## TASK BRIEF
Could you copy, word for word, only the lines from the one containing "Where can you find the bare" through the last line of the records below, both included?

## SUPPLIED DATA
__________________________________________________

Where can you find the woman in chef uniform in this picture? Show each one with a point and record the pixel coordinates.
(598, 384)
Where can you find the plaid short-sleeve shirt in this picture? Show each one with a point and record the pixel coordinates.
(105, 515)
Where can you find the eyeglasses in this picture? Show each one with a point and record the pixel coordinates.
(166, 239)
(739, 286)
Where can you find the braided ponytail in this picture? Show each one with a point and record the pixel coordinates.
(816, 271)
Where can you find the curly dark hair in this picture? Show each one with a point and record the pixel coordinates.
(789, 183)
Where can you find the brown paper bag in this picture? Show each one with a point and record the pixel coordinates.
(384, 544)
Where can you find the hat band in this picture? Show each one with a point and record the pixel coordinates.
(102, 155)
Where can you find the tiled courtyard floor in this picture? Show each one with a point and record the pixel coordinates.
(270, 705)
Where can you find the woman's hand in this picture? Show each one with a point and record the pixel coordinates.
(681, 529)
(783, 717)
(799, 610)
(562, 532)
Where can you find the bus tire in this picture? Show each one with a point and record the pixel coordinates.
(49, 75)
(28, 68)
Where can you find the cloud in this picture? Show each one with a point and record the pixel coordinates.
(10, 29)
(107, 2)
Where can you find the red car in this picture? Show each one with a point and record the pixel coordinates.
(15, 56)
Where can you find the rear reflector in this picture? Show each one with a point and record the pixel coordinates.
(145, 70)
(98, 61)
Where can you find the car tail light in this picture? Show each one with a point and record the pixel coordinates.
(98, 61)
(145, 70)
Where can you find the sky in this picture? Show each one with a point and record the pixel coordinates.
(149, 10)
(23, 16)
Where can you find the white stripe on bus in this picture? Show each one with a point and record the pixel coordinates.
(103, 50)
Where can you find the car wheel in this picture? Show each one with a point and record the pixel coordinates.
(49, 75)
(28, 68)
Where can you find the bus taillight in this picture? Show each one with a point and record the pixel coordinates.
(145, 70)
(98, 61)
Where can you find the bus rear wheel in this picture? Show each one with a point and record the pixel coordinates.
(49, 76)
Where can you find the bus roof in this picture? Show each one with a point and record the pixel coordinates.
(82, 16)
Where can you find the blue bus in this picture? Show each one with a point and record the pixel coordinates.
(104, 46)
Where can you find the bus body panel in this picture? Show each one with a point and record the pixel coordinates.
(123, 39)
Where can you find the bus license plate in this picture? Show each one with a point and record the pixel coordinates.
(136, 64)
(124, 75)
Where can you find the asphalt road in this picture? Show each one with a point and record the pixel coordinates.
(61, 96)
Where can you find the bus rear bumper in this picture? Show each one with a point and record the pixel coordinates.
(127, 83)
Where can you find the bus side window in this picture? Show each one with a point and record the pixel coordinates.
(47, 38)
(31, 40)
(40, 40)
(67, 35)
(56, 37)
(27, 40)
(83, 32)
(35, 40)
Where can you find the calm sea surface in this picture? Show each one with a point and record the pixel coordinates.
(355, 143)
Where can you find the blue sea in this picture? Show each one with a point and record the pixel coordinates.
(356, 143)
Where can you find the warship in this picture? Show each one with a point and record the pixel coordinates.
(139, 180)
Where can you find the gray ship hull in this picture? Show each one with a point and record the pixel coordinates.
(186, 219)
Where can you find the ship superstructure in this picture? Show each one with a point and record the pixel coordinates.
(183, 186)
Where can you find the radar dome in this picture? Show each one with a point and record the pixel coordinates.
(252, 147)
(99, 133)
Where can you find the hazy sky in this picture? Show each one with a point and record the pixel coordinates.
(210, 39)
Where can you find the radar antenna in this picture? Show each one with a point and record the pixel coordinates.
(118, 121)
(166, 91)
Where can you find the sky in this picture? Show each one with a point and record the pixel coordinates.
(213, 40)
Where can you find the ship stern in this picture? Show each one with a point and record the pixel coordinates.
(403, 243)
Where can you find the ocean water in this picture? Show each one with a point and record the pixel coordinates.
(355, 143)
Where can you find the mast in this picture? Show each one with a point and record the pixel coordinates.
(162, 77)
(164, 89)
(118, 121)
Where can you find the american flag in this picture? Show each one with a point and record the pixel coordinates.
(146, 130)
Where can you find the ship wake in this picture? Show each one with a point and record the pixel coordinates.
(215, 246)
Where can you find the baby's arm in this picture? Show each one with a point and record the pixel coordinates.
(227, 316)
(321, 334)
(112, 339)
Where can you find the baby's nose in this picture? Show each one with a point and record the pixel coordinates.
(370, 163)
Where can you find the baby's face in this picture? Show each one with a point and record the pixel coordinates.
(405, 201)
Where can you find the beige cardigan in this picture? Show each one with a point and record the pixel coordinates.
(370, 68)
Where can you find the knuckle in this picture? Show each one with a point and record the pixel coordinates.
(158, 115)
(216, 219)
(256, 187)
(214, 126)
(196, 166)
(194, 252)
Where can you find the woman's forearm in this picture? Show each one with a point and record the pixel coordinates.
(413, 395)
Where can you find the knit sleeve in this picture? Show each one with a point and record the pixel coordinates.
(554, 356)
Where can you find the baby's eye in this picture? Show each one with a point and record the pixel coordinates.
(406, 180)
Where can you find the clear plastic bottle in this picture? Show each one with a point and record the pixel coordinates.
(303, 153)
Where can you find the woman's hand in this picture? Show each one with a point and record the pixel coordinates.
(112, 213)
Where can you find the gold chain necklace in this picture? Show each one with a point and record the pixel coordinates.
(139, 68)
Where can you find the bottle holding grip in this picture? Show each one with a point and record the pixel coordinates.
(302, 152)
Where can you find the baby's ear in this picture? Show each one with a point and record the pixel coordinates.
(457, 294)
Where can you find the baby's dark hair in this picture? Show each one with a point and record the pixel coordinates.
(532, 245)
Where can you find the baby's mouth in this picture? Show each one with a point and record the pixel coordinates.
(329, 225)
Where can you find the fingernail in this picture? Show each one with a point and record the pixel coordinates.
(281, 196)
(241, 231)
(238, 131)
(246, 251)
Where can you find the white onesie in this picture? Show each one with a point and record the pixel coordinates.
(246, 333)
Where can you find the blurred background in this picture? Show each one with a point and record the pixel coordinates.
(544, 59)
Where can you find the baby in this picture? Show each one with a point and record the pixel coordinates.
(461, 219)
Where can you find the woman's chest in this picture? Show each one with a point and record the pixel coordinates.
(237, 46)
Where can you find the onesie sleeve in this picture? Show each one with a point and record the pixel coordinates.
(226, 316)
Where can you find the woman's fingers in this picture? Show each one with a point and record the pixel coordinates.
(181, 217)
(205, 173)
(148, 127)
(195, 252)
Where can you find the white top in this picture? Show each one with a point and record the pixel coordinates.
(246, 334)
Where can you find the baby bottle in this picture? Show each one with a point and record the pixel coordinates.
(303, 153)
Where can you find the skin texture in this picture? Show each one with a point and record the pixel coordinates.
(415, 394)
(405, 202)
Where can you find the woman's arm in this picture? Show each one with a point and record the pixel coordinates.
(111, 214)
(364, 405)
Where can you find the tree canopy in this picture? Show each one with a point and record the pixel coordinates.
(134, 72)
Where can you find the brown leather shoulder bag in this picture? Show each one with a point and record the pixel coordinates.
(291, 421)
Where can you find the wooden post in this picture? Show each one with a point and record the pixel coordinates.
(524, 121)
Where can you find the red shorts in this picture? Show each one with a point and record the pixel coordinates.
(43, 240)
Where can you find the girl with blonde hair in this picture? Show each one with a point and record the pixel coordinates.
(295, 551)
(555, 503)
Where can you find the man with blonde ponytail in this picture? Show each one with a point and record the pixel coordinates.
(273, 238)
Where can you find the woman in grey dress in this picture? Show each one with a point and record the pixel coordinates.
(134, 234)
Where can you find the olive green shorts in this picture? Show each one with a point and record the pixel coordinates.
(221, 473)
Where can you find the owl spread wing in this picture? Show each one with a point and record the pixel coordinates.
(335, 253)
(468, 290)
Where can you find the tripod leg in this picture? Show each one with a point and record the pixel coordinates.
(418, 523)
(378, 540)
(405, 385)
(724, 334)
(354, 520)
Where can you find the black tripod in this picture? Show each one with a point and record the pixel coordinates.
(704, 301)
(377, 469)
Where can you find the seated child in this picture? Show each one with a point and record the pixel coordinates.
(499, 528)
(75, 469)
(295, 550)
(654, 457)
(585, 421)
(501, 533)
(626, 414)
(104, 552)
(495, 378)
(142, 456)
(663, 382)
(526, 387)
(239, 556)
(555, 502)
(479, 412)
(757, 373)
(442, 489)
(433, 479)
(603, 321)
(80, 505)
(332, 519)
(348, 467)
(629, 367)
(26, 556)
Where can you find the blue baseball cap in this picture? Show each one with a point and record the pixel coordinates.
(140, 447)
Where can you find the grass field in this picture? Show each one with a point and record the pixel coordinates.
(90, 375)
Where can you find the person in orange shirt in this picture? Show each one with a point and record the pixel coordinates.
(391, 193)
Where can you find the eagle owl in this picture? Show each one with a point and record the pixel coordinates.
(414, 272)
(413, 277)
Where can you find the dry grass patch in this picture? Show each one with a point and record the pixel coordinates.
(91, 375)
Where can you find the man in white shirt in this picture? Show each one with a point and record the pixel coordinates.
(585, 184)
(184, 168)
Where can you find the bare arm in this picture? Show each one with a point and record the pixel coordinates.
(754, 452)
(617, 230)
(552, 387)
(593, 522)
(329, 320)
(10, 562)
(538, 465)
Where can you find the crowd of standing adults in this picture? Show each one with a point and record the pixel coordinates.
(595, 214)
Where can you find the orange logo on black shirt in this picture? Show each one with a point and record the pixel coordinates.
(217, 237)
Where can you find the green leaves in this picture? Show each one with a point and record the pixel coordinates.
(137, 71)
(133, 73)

__________________________________________________

## CORRECT ANSWER
Where can you find the bare arm in this picture? Show each one with a point and record the pixel coordinates.
(754, 452)
(617, 230)
(552, 387)
(593, 522)
(329, 320)
(10, 562)
(538, 465)
Where can you find the crowd of standing adults in this picture? Show each one with a point and record the pixel coordinates.
(595, 214)
Where can you find the orange logo on black shirt in this picture? Show each one with a point and record the pixel coordinates.
(217, 237)
Where can you find the green leaves in this picture? Show each one with a point and record the pixel coordinates.
(137, 71)
(133, 73)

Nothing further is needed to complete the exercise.